• Письменное задание
Приведите полностью каждую строку записей, в которой встречается слово «stone».

Сохранённые данные
========================================
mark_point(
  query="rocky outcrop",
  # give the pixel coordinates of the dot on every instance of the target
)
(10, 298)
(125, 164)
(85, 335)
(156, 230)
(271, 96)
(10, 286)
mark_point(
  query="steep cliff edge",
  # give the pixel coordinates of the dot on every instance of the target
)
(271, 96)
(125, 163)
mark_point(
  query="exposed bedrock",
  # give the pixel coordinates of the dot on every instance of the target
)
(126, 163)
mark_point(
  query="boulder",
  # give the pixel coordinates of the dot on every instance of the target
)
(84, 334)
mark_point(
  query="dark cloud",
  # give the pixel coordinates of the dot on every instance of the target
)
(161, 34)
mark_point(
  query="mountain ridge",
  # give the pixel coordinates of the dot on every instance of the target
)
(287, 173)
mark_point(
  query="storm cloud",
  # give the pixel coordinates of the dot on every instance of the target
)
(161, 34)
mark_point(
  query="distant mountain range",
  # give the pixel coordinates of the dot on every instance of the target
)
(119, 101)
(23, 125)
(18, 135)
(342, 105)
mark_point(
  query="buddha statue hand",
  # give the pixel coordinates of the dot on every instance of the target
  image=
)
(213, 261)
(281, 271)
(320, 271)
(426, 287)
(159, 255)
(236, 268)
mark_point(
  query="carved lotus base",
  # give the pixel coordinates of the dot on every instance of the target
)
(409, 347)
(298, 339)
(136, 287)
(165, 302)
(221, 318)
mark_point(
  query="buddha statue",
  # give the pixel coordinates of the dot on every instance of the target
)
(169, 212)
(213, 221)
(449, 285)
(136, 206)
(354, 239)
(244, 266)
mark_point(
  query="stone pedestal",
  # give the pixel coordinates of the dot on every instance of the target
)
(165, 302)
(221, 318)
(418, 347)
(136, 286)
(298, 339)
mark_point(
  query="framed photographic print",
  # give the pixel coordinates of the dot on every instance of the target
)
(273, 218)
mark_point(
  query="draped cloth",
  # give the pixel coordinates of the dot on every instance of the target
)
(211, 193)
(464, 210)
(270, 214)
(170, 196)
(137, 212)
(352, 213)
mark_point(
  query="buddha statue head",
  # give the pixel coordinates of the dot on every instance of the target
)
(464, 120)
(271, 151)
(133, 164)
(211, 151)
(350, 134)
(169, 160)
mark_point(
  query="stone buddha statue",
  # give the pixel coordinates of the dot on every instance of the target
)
========================================
• Решение упражнения
  query="stone pedestal",
  query="stone buddha statue",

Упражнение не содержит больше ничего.